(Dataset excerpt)

----------------

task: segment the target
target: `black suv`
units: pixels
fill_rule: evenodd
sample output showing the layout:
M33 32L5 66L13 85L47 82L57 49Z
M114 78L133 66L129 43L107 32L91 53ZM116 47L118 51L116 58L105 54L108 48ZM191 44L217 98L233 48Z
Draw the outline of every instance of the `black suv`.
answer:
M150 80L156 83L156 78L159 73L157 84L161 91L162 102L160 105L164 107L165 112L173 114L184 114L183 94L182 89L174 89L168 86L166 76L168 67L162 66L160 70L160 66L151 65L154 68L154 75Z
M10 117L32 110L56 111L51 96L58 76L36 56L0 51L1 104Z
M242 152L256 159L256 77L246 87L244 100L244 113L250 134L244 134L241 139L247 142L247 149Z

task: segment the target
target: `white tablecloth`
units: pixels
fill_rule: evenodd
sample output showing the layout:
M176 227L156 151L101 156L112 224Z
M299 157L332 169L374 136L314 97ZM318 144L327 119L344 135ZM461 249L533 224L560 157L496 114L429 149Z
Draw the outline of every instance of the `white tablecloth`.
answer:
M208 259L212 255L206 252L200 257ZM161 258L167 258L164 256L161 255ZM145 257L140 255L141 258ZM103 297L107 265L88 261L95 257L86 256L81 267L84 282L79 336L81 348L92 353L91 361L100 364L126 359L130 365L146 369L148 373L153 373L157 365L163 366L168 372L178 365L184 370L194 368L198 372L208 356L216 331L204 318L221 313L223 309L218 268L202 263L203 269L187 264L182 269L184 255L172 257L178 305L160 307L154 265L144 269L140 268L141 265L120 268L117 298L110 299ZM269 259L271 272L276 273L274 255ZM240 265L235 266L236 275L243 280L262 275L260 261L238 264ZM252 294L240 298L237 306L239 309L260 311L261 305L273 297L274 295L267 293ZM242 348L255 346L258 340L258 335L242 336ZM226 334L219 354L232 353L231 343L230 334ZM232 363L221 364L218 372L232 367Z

----------------

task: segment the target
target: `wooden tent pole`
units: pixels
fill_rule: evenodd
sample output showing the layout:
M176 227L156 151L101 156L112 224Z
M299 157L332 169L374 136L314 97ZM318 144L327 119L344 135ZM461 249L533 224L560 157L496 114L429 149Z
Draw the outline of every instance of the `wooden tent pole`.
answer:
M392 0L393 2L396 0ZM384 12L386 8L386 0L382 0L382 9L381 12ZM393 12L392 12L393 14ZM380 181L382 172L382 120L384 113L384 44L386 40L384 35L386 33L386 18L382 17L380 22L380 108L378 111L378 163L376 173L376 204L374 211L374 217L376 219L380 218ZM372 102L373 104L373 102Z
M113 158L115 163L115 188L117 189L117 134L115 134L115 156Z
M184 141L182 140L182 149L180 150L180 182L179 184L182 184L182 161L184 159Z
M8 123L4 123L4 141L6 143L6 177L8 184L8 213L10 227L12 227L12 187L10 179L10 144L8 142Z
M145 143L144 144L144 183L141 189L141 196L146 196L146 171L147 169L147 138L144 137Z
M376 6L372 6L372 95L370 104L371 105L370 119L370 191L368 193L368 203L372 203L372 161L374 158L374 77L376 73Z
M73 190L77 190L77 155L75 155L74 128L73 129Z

----------------

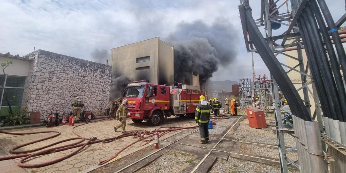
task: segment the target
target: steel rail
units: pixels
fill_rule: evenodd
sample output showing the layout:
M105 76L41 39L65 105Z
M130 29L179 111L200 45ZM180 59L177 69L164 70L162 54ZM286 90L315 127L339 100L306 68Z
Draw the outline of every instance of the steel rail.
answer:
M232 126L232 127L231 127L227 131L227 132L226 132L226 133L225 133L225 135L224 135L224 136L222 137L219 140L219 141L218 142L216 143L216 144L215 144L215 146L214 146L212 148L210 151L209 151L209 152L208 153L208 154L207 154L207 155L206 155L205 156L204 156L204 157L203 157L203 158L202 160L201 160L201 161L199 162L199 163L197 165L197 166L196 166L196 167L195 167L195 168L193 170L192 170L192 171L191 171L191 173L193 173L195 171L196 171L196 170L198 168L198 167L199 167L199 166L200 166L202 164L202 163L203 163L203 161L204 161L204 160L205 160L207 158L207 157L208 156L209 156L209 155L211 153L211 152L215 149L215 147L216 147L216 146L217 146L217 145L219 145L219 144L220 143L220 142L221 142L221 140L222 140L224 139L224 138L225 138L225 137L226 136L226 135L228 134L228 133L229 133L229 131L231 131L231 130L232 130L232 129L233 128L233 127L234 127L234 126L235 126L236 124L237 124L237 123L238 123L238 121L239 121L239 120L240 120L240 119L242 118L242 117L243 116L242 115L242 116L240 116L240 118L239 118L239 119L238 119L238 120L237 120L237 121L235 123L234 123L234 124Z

----------------

### Goal
Pull out each line of the entries above that contains the word "Draw", matching its capitalization exactly.

### Problem solution
Draw the outline of every instance of the `black suv`.
Draw the outline of every instance of the `white tablecloth`.
Draw the outline of every instance of the `wooden tent pole`.
Draw the outline of every instance of the steel rail.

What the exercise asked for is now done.